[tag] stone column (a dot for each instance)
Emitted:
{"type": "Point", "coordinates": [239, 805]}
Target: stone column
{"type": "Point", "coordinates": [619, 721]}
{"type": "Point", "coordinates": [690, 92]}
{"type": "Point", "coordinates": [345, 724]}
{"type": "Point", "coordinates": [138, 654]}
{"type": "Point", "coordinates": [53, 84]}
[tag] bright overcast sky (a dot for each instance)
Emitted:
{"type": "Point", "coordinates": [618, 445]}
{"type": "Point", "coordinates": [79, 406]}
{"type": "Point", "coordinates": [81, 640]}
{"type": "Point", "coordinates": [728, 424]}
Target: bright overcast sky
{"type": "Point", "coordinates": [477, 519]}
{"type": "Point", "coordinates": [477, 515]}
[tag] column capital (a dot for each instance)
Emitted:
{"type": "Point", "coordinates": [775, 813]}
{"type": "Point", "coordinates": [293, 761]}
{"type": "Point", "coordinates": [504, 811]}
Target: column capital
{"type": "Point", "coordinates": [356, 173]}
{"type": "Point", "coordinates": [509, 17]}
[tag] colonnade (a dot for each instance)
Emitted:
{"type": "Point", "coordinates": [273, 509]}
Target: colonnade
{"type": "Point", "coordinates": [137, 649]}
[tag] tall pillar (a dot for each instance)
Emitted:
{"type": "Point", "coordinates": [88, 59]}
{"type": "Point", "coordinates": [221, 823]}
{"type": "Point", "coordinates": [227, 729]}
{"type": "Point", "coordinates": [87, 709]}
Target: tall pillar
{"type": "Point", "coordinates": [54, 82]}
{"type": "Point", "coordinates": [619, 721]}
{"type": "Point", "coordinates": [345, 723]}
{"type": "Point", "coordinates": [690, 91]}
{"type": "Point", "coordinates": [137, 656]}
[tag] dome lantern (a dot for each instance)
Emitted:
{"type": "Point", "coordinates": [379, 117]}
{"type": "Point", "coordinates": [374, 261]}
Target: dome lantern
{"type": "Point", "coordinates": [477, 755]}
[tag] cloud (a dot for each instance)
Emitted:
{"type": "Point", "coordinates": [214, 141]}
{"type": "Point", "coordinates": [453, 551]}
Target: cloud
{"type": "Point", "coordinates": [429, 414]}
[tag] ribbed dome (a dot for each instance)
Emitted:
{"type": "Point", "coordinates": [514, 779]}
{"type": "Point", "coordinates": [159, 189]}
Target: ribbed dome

=-=-=-=-=

### Exercise requirements:
Scale the data from the line with "[tag] cloud (a dot for each instance)" up to and including the last line of the data, and reproduce only those lines, including the requests. Multiply every coordinate in the points listed under a "Target" line by 1.05 and round to whole numbers, with halves rounded up.

### Exercise solution:
[tag] cloud (a dot for each instance)
Emitted:
{"type": "Point", "coordinates": [214, 141]}
{"type": "Point", "coordinates": [453, 551]}
Target: cloud
{"type": "Point", "coordinates": [450, 435]}
[tag] ribbed dome (a dot for each instance)
Emitted:
{"type": "Point", "coordinates": [514, 779]}
{"type": "Point", "coordinates": [159, 189]}
Target: ribbed dome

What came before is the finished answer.